## PROBLEM REQUIREMENTS
In the data below, put everything from the line containing "job: trace every instance of the black" down to the line containing "target: black alloy wheel", both ends included, into a numbered list with blank lines left out.

## GIVEN DATA
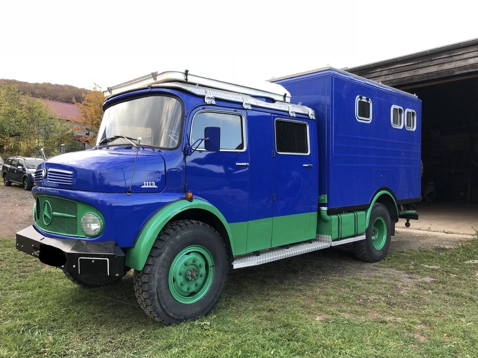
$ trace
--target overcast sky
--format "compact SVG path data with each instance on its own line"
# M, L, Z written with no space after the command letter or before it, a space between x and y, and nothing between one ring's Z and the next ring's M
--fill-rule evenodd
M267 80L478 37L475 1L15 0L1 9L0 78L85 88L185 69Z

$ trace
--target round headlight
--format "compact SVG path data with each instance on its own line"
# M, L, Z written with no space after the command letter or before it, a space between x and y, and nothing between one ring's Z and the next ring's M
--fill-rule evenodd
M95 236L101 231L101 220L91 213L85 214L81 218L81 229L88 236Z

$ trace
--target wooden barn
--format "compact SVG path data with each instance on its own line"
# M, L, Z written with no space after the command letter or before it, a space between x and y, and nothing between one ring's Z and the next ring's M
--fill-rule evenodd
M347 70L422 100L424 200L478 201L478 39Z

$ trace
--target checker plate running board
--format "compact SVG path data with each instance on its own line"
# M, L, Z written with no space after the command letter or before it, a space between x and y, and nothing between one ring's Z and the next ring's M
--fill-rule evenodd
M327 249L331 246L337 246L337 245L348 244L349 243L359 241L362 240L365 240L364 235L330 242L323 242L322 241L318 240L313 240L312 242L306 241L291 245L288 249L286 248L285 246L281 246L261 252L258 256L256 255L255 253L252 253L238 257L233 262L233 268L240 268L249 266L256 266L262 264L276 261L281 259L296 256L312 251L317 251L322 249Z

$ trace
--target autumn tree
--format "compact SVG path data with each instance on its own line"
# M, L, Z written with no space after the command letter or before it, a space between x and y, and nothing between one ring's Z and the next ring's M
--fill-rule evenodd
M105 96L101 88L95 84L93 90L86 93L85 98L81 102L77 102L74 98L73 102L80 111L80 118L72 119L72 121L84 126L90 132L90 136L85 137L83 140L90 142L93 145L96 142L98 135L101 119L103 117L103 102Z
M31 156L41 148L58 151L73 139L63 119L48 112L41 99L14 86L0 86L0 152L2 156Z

--

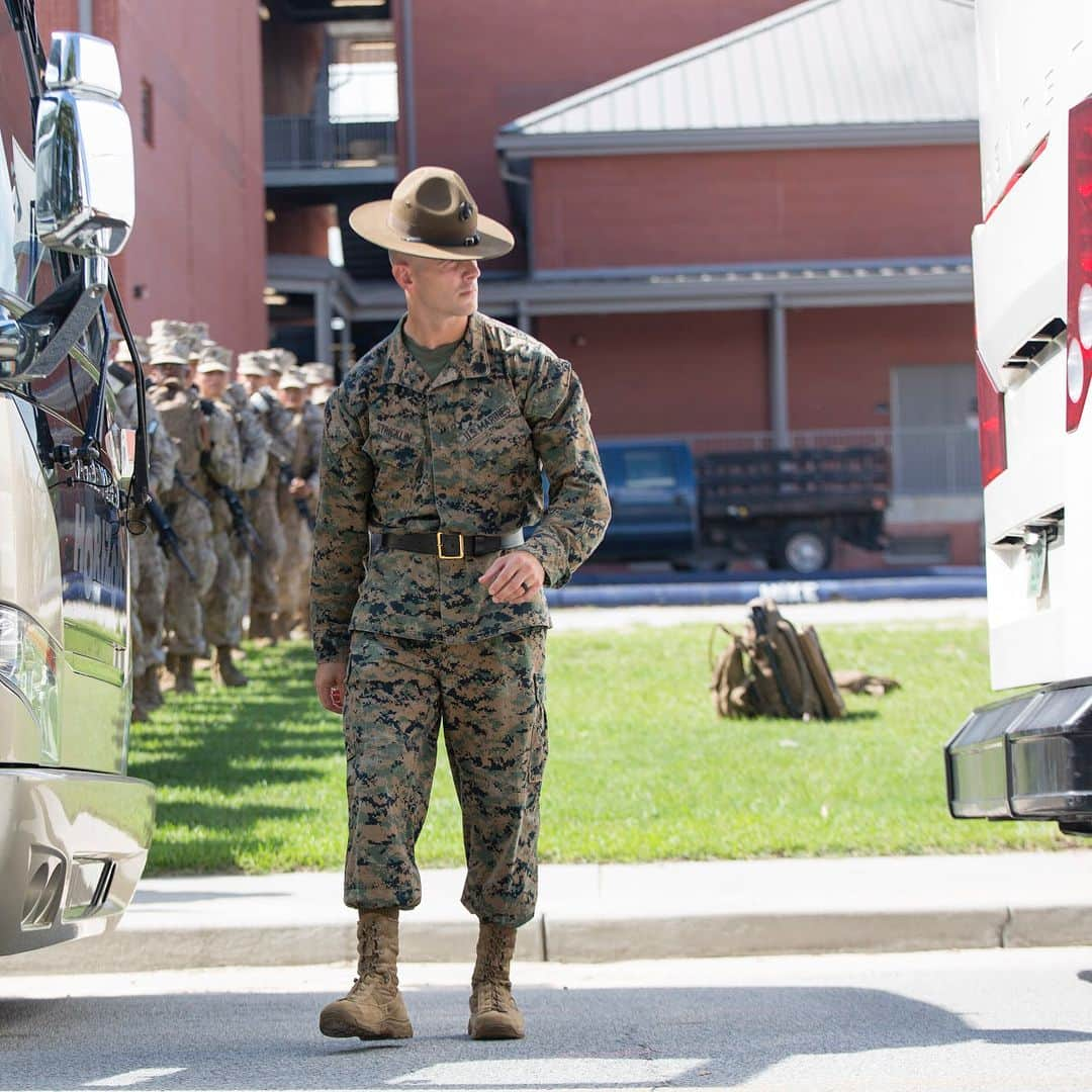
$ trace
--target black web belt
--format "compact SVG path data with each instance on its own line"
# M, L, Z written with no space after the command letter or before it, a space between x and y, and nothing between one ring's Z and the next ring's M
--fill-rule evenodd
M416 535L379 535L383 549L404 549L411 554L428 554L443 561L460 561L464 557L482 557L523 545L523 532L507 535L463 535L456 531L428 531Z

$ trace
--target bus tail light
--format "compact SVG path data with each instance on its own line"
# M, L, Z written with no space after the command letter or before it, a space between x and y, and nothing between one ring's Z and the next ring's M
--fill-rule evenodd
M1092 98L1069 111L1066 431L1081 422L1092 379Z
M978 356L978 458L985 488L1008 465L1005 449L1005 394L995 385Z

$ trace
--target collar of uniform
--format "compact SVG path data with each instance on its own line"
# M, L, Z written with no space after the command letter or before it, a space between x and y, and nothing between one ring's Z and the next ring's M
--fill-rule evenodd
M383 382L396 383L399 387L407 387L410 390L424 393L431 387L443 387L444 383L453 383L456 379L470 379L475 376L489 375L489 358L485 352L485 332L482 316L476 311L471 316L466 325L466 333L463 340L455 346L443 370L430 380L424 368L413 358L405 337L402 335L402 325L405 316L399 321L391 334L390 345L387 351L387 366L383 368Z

==

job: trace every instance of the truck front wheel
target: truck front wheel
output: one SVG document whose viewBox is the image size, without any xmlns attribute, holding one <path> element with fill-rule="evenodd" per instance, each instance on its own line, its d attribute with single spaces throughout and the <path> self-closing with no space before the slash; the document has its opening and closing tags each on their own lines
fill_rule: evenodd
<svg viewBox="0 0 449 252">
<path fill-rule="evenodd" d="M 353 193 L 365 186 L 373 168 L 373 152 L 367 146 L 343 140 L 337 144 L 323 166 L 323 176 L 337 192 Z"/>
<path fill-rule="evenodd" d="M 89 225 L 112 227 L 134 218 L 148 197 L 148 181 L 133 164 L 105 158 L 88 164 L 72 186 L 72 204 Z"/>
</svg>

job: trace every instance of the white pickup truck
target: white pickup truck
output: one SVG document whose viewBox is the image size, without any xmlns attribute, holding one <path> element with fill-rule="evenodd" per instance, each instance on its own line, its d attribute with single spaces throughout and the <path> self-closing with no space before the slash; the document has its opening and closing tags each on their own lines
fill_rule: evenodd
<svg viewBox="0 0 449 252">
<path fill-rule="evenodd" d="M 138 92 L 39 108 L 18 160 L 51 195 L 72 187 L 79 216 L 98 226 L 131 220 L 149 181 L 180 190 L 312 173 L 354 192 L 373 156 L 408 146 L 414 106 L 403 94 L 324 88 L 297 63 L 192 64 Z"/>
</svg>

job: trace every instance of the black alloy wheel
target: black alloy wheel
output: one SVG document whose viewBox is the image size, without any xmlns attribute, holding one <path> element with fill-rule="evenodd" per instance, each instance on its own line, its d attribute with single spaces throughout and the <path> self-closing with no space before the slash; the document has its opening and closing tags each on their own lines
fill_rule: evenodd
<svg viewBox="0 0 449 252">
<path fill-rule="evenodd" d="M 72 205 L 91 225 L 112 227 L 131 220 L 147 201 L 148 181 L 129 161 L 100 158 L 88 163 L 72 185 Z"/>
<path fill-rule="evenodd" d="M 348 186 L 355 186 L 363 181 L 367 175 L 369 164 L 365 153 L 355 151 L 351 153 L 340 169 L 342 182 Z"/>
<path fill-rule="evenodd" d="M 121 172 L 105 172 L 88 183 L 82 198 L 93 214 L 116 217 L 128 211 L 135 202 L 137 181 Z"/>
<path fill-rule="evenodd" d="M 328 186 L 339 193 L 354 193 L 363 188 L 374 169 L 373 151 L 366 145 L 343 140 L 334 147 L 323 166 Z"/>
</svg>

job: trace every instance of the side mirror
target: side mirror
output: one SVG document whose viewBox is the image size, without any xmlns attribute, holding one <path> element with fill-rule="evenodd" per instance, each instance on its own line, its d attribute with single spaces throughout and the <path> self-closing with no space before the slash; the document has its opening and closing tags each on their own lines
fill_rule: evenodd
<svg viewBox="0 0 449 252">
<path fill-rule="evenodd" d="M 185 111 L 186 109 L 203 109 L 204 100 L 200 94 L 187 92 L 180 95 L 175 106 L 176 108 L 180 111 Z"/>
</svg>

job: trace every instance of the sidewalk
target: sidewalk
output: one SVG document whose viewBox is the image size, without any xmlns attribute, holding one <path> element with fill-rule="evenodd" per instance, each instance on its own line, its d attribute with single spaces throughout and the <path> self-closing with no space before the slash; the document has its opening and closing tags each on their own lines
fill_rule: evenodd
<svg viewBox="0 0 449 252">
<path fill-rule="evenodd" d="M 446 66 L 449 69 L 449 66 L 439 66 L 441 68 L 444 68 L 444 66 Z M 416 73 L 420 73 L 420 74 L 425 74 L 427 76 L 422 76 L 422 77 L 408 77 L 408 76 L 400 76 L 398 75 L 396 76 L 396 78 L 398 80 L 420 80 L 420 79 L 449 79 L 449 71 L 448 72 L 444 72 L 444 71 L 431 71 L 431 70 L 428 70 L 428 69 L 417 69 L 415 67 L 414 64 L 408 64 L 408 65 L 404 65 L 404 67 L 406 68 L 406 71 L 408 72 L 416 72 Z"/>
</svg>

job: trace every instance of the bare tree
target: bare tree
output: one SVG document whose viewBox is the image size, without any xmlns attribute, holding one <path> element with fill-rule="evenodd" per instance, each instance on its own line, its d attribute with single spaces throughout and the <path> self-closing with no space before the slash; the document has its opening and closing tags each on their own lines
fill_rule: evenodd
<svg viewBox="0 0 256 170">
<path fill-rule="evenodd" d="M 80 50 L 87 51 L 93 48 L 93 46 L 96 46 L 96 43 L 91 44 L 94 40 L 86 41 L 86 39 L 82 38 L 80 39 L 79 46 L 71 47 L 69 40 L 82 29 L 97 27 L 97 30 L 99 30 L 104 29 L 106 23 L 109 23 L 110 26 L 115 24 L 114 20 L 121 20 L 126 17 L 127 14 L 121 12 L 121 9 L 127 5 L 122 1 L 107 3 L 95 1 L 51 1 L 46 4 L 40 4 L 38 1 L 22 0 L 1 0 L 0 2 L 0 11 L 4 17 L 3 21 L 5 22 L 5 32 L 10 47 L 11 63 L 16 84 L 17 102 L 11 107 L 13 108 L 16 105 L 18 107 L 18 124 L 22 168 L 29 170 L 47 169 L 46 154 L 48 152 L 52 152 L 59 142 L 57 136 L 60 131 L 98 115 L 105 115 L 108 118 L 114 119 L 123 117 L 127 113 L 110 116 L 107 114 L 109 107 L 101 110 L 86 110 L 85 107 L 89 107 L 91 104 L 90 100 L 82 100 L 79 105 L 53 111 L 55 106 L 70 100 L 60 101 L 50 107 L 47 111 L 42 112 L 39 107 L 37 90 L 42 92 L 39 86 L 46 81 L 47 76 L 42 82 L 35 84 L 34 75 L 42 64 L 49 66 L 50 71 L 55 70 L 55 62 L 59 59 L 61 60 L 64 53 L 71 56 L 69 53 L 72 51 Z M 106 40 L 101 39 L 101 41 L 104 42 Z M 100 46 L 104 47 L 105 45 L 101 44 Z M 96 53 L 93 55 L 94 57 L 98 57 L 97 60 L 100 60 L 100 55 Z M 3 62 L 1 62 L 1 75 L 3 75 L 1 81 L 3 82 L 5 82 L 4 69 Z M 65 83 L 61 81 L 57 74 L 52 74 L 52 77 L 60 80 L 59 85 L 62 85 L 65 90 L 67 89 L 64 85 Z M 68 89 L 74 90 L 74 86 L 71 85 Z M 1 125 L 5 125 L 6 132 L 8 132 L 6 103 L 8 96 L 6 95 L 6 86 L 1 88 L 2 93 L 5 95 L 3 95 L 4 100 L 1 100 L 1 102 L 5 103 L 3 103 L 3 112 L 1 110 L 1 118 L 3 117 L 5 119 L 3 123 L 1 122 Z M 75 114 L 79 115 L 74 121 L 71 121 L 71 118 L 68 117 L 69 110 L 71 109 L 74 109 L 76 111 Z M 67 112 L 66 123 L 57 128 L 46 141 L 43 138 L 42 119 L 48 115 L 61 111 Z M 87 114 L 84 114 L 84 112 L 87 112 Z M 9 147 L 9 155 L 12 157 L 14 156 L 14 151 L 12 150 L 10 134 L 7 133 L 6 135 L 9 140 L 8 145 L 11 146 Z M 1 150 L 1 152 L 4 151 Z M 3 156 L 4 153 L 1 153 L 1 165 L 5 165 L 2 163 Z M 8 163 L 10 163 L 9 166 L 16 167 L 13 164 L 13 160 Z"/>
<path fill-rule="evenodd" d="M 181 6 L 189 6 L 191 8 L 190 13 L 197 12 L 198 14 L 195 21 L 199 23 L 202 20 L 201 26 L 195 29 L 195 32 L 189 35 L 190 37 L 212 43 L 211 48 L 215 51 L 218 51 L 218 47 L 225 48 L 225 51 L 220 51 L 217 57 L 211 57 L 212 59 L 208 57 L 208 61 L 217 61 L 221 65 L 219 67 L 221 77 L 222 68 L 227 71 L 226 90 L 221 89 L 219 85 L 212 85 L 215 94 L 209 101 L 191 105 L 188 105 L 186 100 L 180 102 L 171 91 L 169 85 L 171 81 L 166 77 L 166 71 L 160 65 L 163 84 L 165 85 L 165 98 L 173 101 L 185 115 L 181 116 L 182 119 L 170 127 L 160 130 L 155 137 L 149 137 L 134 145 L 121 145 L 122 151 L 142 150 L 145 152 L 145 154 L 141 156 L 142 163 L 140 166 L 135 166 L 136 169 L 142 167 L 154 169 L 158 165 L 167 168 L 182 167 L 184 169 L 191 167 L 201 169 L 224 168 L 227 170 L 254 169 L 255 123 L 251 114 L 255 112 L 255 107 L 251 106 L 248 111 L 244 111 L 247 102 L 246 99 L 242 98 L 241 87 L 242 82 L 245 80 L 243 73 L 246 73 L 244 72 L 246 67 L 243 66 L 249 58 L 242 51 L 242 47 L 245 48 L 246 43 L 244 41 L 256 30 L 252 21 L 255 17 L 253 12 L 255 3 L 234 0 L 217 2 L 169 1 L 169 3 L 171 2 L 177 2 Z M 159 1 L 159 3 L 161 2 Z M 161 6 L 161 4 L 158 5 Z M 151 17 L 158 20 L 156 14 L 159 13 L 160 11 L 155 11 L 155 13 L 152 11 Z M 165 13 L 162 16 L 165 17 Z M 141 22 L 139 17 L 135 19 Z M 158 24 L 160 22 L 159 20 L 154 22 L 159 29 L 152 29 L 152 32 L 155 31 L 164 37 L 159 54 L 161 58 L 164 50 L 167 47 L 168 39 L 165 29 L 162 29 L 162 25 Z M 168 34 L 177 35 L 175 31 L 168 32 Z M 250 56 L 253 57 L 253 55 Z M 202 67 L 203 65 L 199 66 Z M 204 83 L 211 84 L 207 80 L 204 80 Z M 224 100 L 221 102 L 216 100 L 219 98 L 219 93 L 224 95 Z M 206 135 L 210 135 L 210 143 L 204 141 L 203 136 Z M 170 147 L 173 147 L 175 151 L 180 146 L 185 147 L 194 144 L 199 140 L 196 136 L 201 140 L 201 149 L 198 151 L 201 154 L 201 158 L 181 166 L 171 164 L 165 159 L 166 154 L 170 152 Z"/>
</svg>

## OUTPUT FOR THIS TASK
1. job: trace every instance of the black alloy wheel
2. target: black alloy wheel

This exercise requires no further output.